[start of Data for processing]
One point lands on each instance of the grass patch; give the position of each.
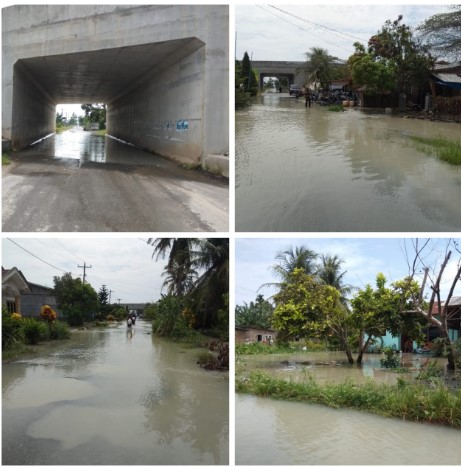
(256, 348)
(413, 402)
(442, 148)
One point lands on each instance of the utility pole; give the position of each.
(85, 267)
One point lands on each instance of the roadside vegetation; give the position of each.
(412, 402)
(442, 148)
(19, 332)
(195, 310)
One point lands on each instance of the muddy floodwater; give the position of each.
(309, 169)
(273, 432)
(108, 397)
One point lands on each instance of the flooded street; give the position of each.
(79, 181)
(309, 169)
(108, 397)
(272, 432)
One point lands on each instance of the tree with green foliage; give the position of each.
(198, 270)
(442, 33)
(77, 300)
(257, 314)
(248, 76)
(393, 60)
(307, 308)
(376, 311)
(320, 66)
(103, 302)
(95, 113)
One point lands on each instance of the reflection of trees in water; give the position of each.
(188, 403)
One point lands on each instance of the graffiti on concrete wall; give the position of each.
(180, 131)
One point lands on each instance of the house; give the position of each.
(13, 283)
(33, 299)
(248, 335)
(21, 296)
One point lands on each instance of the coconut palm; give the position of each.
(291, 259)
(329, 272)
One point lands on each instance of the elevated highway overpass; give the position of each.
[end of Data for processing]
• Requirements
Swap each "position" in the data above for "location", keeping everything else the same. Leave the pictures out of your answer.

• Answer to the exercise
One point lands on each instance of the grass patch; give the location of each.
(256, 348)
(413, 402)
(442, 148)
One point lands on each instance of the utility pole; give the location of each.
(85, 267)
One point lands on each instance of the roadside vegetation; give the location of each.
(412, 402)
(442, 148)
(19, 332)
(195, 310)
One point lands on each instance of the muddy floodwater; give the location of each.
(309, 169)
(273, 432)
(108, 397)
One point lands on each instance of the flooded street; give the location of each.
(79, 181)
(309, 169)
(108, 397)
(272, 432)
One point lands on each instance of the tree with green foliage; give the location of each.
(198, 270)
(442, 33)
(77, 300)
(257, 314)
(248, 76)
(393, 60)
(307, 308)
(376, 311)
(320, 66)
(103, 302)
(95, 113)
One point lands on each instance of the reflection of trees in water; give the location of each.
(188, 403)
One point lands on each instance of the graffiti on concrete wall; give the location of each.
(180, 131)
One point lands on each instance of the house; give the location of each.
(13, 283)
(33, 299)
(248, 335)
(21, 296)
One point lands on each instance of the coconut palm; give the location of each.
(291, 259)
(329, 272)
One point lands on each instance of the elevated highway overpass; give the location of each.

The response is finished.